Text:
________________
- Origin: Las Vegas, Nevada, U.S.
- Genres: Nu metal; metalcore; hardcore punk; deathcore;
- Years active: 2014–2022
- Label: Independent
- Members: Nick Chance Brad Cornelius Josh Bearden Jacob Barsoum
- Past members: Joshua Wilson
- Website: undertheweight.co

= Distinguisher (band) =

American metal band

Distinguisher was an American metalcore band formed in Las Vegas, Nevada, in 2014. The band's final lineup consisted of vocalist Nick Chance, guitarist Josh Bearden, bassist Brad Cornelius, and drummer Jacob Barsoum.

Distinguisher released their debut album, "What's Left of Us", on February 10, 2017, which received high praise from the underground metal community. They wasted no time aggressively touring in the early stages of their tenure which ultimately lead to a record deal with Modern Empire in 2019. The band's sophomore effort "Hell from Here" was released on July 19 that same year. COVID-19 and the shutdown of all touring would result in a silent two years from Distinguisher until they unveiled 3 new singles; "Nothing Is Real / We All Suffer", and "Violent Reaction" in 2021.
________________
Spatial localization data

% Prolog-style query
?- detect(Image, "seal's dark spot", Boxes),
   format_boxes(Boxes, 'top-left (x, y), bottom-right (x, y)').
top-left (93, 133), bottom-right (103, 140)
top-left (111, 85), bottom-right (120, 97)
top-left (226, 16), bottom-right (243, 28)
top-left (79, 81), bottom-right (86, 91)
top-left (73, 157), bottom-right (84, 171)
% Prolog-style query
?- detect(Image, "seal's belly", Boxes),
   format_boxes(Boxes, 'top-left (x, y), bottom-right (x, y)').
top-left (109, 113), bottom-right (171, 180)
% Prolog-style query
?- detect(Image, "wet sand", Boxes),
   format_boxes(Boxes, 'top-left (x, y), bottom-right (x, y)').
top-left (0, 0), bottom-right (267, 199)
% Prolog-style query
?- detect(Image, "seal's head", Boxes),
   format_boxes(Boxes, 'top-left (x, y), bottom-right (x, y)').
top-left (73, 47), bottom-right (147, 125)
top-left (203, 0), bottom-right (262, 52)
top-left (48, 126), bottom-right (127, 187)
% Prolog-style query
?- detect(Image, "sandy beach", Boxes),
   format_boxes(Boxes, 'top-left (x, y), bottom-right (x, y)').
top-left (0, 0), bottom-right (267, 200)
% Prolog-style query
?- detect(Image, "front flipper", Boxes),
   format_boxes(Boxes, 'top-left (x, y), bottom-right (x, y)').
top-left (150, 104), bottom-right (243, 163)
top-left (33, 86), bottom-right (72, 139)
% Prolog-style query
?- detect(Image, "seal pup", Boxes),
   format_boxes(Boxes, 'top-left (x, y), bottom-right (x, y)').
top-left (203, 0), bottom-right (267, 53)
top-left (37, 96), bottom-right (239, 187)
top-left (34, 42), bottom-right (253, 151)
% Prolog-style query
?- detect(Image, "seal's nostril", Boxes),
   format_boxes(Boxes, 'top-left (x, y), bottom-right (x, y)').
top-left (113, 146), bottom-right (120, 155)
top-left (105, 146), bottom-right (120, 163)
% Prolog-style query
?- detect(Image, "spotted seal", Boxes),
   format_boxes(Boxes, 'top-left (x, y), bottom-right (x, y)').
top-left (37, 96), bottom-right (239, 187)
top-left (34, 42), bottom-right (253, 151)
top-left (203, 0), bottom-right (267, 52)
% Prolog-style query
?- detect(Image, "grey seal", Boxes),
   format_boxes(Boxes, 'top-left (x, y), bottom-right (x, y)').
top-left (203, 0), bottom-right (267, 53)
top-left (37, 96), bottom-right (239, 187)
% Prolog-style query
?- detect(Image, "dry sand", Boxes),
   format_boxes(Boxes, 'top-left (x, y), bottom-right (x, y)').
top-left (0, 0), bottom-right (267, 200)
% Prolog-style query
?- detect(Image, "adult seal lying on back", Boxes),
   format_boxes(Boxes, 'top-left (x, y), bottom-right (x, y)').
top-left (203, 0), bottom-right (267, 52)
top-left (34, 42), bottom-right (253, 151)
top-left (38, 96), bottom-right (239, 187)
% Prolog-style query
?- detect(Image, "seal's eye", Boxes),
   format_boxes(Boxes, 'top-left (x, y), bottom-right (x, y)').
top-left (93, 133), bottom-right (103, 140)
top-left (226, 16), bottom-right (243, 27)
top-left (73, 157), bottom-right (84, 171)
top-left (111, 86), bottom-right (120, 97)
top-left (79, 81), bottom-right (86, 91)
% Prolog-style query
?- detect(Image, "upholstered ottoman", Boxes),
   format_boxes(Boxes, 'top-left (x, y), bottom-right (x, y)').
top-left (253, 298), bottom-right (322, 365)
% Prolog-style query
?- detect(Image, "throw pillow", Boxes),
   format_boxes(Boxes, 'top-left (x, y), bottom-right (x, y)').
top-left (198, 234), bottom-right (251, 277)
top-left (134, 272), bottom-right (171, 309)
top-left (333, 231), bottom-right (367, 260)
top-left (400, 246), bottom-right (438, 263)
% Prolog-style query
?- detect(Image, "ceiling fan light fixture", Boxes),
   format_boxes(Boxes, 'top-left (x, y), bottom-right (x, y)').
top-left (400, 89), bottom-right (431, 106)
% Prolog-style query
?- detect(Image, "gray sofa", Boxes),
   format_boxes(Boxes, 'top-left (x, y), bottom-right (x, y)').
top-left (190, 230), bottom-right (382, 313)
________________
Your assignment:
Answer these from the band profile:
1. Who is listed as a past member of Distinguisher?
2. Who played drums in the band's final lineup?
3. On what date did the debut album "What's Left of Us" come out?
The lines have no connection to the band profile.

Response to the task:
1. Joshua Wilson
2. Jacob Barsoum
3. February 10, 2017